Ibid. The threshold question then is what duty, if any, Officer McGrath would have owed Mr. White, if Officer McGrath had been--as Mr. Murry was--a private citizen who voluntarily set out to capture the horse. Any such duty would, of course, have been owed not to Mr. White alone but to all foreseeably imperilled users of the highway, if any there can be said to have been.

Officer McGrath and Mr. Murry did not own the horse and were not, therefore, under the duty owed by owners of domestic animals to exercise ordinary care to prevent their animals' doing harm. See Restatement of Torts, Second Sec. 518, Comment i (1977) ("If a horse is turned loose in a field that abuts upon a public highway, it may reasonably be anticipated that he will wander onto it, and that, particularly in the night time, his presence there may constitute an unreasonable danger to traffic."); Loeffler v. Rogers, 136 A.D.2d 824, 523 N.Y.S.2d 660, 661 (App.Div.1988) (horses on highway justified application of res ipsa loquitur in suit against owner).

That Mr. Murry and Officer McGrath, if he had been a private citizen, might be said to have acted as "good Samaritans" does not preclude tort liability.

- [Required tasks]
**1)** In the horse case text, why were Officer McGrath and Mr. Murry not under the duty that owners of domestic animals have? Answer in one to three sentences.
**2)** List every person the horse case text refers to with the title "Officer" or "Mr."
You won't need the data that comes after this text.

- [Data supplied]
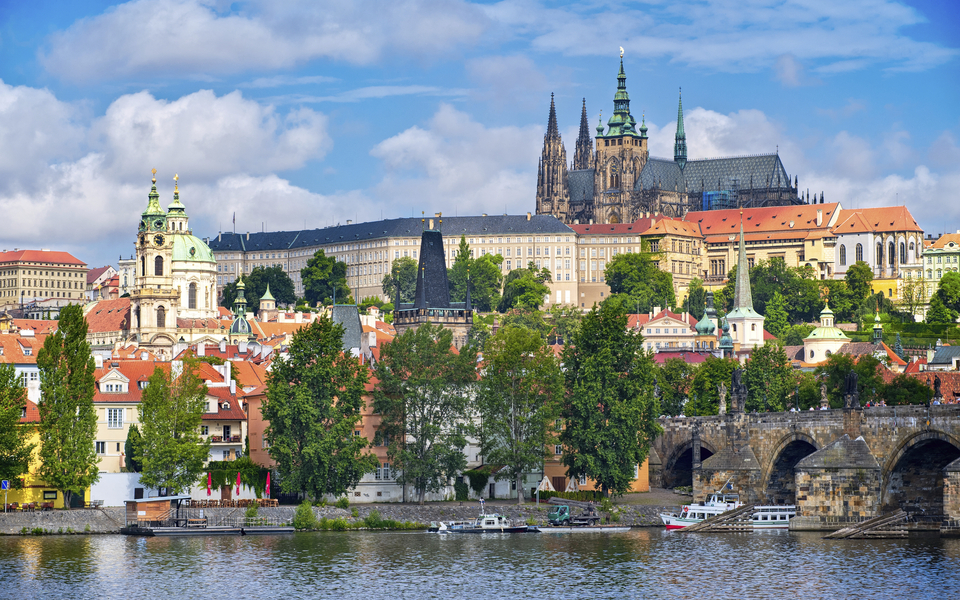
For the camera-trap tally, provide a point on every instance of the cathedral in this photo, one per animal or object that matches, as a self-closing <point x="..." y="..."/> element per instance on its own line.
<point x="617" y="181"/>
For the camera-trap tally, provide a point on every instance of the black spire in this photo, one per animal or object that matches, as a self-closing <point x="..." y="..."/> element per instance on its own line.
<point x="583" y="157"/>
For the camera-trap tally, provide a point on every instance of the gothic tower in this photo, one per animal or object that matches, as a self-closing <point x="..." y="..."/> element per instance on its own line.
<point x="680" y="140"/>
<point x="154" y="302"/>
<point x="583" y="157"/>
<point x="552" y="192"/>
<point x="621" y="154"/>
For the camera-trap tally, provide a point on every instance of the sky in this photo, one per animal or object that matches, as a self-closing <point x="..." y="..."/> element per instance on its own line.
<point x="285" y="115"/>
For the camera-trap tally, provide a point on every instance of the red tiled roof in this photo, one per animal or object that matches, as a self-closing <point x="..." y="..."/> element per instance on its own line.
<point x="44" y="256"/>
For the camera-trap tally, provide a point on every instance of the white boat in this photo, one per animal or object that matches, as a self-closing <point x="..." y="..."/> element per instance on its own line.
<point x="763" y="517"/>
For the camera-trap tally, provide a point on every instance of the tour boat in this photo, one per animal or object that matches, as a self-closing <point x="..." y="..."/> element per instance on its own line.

==

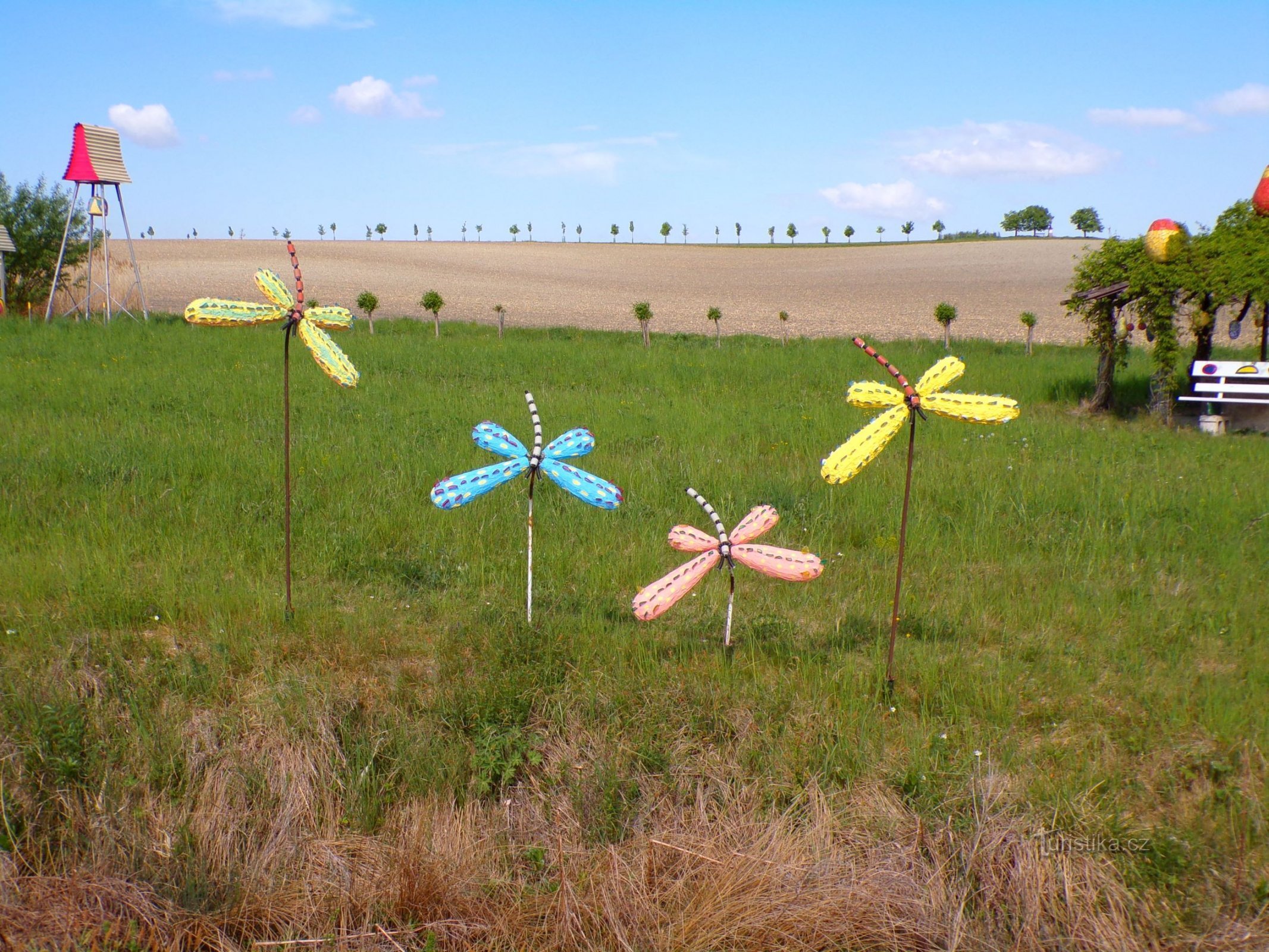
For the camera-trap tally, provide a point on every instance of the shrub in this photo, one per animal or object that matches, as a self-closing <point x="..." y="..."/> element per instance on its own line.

- [The answers]
**1)** They did not own the horse. That duty, to use ordinary care to keep one's animals from doing harm, belongs to the animals' owners.

**2)**
Officer McGrath
Mr. White
Mr. Murry